Exercise goal:
Every line of the material is to be reproduced verbatim.
::: Data provided
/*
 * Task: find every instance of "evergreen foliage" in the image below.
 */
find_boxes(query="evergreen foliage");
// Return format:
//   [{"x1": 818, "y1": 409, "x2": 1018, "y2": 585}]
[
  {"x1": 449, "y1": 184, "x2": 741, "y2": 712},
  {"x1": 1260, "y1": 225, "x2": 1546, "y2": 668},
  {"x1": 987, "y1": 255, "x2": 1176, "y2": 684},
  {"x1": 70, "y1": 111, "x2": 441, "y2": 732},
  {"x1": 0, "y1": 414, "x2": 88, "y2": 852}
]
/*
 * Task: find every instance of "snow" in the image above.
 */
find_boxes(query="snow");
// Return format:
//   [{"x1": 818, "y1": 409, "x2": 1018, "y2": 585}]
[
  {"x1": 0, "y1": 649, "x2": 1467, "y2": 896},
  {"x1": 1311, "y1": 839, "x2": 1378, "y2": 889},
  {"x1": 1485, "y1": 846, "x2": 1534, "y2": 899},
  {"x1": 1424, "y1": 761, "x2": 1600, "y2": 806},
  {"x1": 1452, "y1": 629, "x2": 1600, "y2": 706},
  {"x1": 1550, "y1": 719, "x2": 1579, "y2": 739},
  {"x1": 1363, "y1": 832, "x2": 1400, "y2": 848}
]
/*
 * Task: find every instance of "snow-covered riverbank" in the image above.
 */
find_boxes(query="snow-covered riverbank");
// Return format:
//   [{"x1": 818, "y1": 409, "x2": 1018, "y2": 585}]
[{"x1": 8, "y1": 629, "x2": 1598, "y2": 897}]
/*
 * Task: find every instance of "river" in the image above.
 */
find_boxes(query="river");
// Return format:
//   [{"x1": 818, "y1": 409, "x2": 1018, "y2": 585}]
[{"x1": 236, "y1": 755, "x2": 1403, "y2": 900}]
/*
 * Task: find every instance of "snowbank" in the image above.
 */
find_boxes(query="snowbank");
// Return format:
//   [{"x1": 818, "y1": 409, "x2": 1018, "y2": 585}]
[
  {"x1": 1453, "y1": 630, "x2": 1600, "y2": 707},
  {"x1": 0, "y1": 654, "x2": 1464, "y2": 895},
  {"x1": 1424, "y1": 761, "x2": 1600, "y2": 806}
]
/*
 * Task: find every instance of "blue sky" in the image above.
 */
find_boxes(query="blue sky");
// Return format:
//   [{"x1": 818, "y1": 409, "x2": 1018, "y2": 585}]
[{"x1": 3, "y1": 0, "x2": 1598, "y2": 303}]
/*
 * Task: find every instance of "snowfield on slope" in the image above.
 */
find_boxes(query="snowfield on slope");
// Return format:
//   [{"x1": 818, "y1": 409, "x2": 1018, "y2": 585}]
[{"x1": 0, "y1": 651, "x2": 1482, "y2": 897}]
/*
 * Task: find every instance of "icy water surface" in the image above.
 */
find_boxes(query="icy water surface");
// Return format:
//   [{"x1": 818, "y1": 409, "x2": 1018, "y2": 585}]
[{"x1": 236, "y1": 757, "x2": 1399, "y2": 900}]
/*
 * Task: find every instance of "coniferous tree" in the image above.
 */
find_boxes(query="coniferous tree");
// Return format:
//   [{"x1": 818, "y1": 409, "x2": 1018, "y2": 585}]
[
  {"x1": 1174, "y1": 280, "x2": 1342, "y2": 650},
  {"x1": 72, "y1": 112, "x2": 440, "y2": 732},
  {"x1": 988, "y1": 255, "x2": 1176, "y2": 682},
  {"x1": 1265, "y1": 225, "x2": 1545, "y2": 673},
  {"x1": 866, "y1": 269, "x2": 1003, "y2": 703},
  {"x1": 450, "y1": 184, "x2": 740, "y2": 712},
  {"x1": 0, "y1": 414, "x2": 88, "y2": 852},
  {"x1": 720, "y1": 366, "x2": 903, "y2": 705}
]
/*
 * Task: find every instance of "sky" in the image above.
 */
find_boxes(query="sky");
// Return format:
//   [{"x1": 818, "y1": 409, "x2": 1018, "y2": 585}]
::::::
Answer for this exercise:
/*
 * Task: find every instance of "evergreen foliage" in the image below.
 */
find_boxes(query="evergreen foliage");
// Return format:
//   [{"x1": 818, "y1": 409, "x2": 1018, "y2": 585}]
[
  {"x1": 449, "y1": 184, "x2": 741, "y2": 712},
  {"x1": 1260, "y1": 225, "x2": 1546, "y2": 668},
  {"x1": 987, "y1": 255, "x2": 1176, "y2": 684},
  {"x1": 70, "y1": 111, "x2": 441, "y2": 732},
  {"x1": 0, "y1": 414, "x2": 88, "y2": 852}
]
/*
 * Task: find every instance of "snow" in the image above.
 */
find_boxes(query="snow");
// Return format:
//   [{"x1": 818, "y1": 409, "x2": 1018, "y2": 585}]
[
  {"x1": 0, "y1": 649, "x2": 1467, "y2": 896},
  {"x1": 1311, "y1": 839, "x2": 1378, "y2": 889},
  {"x1": 1485, "y1": 846, "x2": 1534, "y2": 899},
  {"x1": 1424, "y1": 761, "x2": 1600, "y2": 806},
  {"x1": 1452, "y1": 629, "x2": 1600, "y2": 706},
  {"x1": 1550, "y1": 719, "x2": 1579, "y2": 739},
  {"x1": 1363, "y1": 832, "x2": 1400, "y2": 848}
]
/*
 * Task: find every instance of "snow-covered riverbank" in the image above.
 */
find_boxes(query="snow-covered riverbank");
// Return format:
//   [{"x1": 818, "y1": 409, "x2": 1018, "y2": 585}]
[{"x1": 8, "y1": 629, "x2": 1598, "y2": 897}]
/*
 * Task: find every instance of "river" in the image above.
 */
find_boxes(query="river");
// Return format:
//   [{"x1": 818, "y1": 409, "x2": 1018, "y2": 585}]
[{"x1": 236, "y1": 755, "x2": 1403, "y2": 900}]
/*
 * Task: find every instance of "snowbank" in the image above.
 */
find_boxes(query="snowbank");
// Return format:
//   [{"x1": 818, "y1": 409, "x2": 1018, "y2": 585}]
[
  {"x1": 1453, "y1": 630, "x2": 1600, "y2": 707},
  {"x1": 0, "y1": 654, "x2": 1464, "y2": 895},
  {"x1": 1424, "y1": 761, "x2": 1600, "y2": 806}
]
/*
 * Task: find every instance of "blue sky" in the image above.
 */
find_boxes(query="blue sky");
// Return format:
//   [{"x1": 818, "y1": 409, "x2": 1018, "y2": 585}]
[{"x1": 3, "y1": 0, "x2": 1598, "y2": 303}]
/*
 * Task: find every instance of "snowfield on slope" in the image above.
 */
find_boxes(query="snowfield on slope");
// Return format:
//   [{"x1": 818, "y1": 409, "x2": 1018, "y2": 585}]
[{"x1": 0, "y1": 651, "x2": 1482, "y2": 897}]
/*
 * Task: find every instance of "icy water surface" in the image above.
 */
find_boxes(query="icy water surface");
// Return format:
//   [{"x1": 818, "y1": 409, "x2": 1018, "y2": 585}]
[{"x1": 236, "y1": 757, "x2": 1399, "y2": 900}]
/*
 * Task: find every instance of "coniferous tree" in the image above.
 */
find_boxes(query="coniferous tree");
// Return format:
//   [{"x1": 818, "y1": 409, "x2": 1018, "y2": 585}]
[
  {"x1": 1174, "y1": 280, "x2": 1342, "y2": 650},
  {"x1": 72, "y1": 112, "x2": 440, "y2": 732},
  {"x1": 988, "y1": 255, "x2": 1176, "y2": 682},
  {"x1": 1265, "y1": 225, "x2": 1545, "y2": 673},
  {"x1": 866, "y1": 269, "x2": 1003, "y2": 703},
  {"x1": 450, "y1": 184, "x2": 740, "y2": 712},
  {"x1": 0, "y1": 414, "x2": 88, "y2": 852},
  {"x1": 720, "y1": 366, "x2": 903, "y2": 705}
]
/*
 * Task: find every instance of "sky" in the image above.
 */
find_boxes(query="sky");
// Return format:
//   [{"x1": 818, "y1": 409, "x2": 1018, "y2": 585}]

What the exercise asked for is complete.